Document segment -
Content starts

Translational Biomedical Imaging Laboratory - TBIL

About the Translational Biomedical Imaging Laboratory

Using imaging technologies to observe the natural course of biology in action, within living organisms, will help accelerate development of new diagnostics and treatments.

The Translational Biomedical Imaging Laboratory (TBIL) provides dynamic imaging equipment and technical expertise to accelerate the trajectory of scientific discovery from bench to bedside, and is currently collaborating on studies that include intestinal stem cell propagation, neuroblastoma and heart regeneration. TBIL is designed as a research accelerator that brings clinicians together with researchers who are defining the basic mechanisms that build organs, so that they can design better therapies.

Bioimaging includes powerful, innovative tools for the study of biological processes—such as confocal microscopes that can image virtually any specimen on a slide or culture dish, live-cell imaging and in-vivo fluorescence imaging.  Additionally, confocal laser scanning microscopy allows investigators to acquire in-focus images from selected depths, a process known as optical sectioning. Images are then acquired point by point and reconstructed with a computer, allowing three-dimensional reconstructions of topologically complex structures. All of these methods hold enormous potential for a wide variety of diagnostic and therapeutic applications.

 

 

 

 

 

For example, with TBIL’s wide array of advanced imaging microscopes and instrumentation resources, a research investigator can follow the cells of a developing organ and see when and how a congenital defect occurs – providing an opportunity to intervene and change the outcome. 

The mission of TBIL is to develop new technologies for the imaging of biological structure and function. The technologies employed at the lab range from conventional light microscopy and laser scanning microscopy, to optical coherence tomography and Magnetic Resonance Imaging (MRI) microscopy.

As these technologies are refined, they are made available to the members of the CHLA and USC research community, serving  dual, complementary roles as a research center and as a user facility.

Content ends

Source material -
Content starts

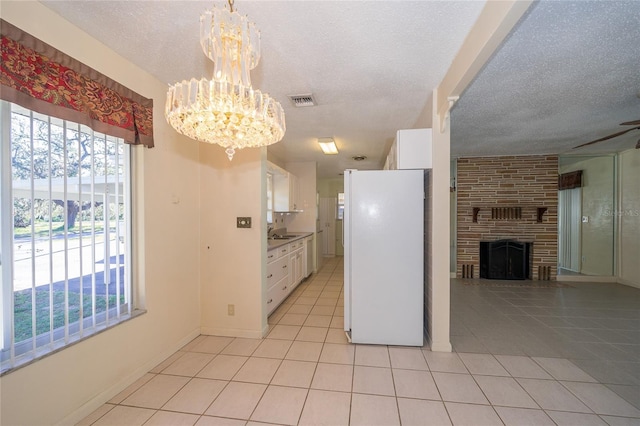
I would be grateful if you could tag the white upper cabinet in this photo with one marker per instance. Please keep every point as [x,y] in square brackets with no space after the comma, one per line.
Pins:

Content ends

Task details - Can you carry on the page about the Translational Biomedical Imaging Laboratory from its final sentence?

Task response -
To explore varied research topics, TBIL researchers employ advanced imaging tools to follow events as they take place inside an intact organism. These methods continue to yield unique longitudinal data, as well as insightful tests of proposals made from molecular or cell culture data.

Instrumentation Capabilities

  • Live Imaging Lab – with a multi-spectral, multi-photon microscope for high-resolution imaging of living specimens
  • High-Speed Microscopy Lab – offering high-speed, volumetric imaging
  • Extended Volume Imaging Lab – providing an integrated microtome and laser-scanning microscope for imaging large specimens
  • Quantitative Image Analysis and Visualization Suite – providing high resolution workstations for image processing and image analysis The “Collaboratory” –interaction space with high resolution video and video conferencing capabilities

Fantastic Voyage to the Lung

Using newly optimized visualization technology at TBIL, researchers can now perform a ‘virtual bronchoscopy’ that begins in the bronchus and allows them to peer into the alveolus. In a collaboration led by David Warburton, MD, researchers are seeking to radically transform our understanding of the formation of the gas exchange surface in the human lung, find new approaches to the care of premature infants, and develop a better understanding of the numerous childhood- and adult-onset lung diseases. The research team was awarded $4 million by the NIH (2014) to map the developing lung.